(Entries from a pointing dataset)

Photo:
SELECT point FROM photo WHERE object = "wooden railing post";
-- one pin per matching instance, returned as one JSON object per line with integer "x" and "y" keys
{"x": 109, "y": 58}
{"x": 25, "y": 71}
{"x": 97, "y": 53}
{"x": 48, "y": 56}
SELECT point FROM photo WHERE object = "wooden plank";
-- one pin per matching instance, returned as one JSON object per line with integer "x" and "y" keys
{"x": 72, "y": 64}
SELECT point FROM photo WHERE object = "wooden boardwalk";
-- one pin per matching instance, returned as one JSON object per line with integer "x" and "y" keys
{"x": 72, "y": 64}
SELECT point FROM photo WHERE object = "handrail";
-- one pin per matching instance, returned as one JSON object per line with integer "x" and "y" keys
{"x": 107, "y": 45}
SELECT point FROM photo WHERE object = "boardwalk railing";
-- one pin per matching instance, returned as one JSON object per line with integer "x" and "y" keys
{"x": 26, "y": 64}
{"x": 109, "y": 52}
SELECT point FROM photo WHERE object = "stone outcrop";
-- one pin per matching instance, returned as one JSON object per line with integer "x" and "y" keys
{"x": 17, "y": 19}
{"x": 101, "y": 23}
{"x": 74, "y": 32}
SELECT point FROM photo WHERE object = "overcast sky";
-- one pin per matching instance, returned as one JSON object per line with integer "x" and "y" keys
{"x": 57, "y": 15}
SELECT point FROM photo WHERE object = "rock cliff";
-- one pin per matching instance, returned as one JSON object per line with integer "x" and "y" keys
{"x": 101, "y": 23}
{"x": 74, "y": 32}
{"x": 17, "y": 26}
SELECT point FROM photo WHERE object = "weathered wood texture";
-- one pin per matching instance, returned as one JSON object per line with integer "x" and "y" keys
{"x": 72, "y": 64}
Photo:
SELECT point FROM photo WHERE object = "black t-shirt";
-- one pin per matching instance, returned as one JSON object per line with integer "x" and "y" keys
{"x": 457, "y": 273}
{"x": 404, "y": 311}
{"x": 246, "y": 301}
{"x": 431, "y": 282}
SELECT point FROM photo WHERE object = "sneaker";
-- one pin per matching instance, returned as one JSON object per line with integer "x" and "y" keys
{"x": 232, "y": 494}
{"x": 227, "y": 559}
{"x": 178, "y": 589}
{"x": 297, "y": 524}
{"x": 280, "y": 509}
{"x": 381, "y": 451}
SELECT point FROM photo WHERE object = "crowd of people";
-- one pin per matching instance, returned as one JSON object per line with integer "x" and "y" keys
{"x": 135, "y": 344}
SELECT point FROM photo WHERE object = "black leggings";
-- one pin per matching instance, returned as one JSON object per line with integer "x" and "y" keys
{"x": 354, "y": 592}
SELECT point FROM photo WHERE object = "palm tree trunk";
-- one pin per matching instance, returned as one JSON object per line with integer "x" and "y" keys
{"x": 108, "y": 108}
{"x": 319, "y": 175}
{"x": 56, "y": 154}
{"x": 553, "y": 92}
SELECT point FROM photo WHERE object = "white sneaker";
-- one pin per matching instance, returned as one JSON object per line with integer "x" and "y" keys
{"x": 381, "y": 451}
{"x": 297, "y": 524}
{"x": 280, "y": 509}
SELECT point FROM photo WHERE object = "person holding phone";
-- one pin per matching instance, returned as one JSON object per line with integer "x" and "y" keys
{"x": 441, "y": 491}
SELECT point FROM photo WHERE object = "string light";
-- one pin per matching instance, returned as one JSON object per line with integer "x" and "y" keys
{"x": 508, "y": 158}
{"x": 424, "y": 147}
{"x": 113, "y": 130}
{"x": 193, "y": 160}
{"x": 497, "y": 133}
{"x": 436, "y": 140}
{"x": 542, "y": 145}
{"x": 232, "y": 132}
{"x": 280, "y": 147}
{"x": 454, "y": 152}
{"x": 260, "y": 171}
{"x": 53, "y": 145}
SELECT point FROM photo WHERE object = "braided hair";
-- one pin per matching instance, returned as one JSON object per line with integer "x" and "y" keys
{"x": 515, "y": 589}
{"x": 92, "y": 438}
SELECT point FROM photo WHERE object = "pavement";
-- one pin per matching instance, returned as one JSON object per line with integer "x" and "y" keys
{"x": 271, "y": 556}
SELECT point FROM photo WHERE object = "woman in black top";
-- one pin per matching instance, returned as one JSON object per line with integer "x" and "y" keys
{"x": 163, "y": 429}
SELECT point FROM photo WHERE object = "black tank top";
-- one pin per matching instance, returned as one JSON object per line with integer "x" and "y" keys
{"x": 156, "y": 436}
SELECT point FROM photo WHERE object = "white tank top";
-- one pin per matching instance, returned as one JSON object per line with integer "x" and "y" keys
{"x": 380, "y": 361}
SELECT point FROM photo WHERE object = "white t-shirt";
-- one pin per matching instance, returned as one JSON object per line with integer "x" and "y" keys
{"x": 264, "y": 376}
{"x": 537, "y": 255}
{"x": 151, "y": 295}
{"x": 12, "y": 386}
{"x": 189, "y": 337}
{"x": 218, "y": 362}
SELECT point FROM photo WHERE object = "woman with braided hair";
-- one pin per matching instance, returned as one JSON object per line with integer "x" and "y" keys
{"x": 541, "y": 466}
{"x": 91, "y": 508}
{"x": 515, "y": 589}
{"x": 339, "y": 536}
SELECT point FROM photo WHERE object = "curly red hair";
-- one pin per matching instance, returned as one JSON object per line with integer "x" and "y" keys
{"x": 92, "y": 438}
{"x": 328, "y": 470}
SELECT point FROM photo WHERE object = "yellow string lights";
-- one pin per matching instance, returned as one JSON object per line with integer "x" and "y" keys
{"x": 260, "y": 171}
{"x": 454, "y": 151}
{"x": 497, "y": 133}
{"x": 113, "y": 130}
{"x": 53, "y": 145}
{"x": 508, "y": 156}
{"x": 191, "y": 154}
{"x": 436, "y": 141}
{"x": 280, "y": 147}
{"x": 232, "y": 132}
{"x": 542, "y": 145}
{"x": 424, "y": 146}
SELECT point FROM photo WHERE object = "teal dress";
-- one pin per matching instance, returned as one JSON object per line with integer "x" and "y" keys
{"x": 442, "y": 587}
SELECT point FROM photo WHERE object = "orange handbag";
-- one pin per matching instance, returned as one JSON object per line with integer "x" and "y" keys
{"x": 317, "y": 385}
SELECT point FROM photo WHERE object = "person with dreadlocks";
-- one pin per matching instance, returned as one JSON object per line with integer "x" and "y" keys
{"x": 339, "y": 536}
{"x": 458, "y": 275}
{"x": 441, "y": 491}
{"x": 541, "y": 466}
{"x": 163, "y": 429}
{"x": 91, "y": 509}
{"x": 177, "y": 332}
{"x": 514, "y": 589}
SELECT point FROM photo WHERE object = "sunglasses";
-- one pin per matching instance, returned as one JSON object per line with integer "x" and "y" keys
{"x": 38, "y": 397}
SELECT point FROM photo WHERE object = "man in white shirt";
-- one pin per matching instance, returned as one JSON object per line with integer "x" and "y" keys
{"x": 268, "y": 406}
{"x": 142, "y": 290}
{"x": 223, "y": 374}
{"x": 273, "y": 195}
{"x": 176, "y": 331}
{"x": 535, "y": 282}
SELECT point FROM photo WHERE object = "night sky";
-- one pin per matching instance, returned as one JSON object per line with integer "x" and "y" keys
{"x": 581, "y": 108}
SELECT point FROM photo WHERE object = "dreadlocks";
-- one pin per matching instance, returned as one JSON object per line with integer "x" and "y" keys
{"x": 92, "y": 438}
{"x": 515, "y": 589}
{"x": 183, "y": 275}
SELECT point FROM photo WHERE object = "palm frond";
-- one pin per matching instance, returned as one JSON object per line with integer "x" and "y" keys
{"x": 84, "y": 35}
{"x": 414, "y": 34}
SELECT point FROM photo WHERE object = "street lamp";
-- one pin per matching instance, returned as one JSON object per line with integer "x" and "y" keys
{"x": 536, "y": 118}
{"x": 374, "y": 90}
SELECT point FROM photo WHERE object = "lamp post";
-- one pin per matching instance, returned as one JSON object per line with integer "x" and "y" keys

= SHORT TASK =
Count the lines in the entries above that contain the string "tank", treating case as significant. Reply with the number alone.

= RESPONSE BELOW =
2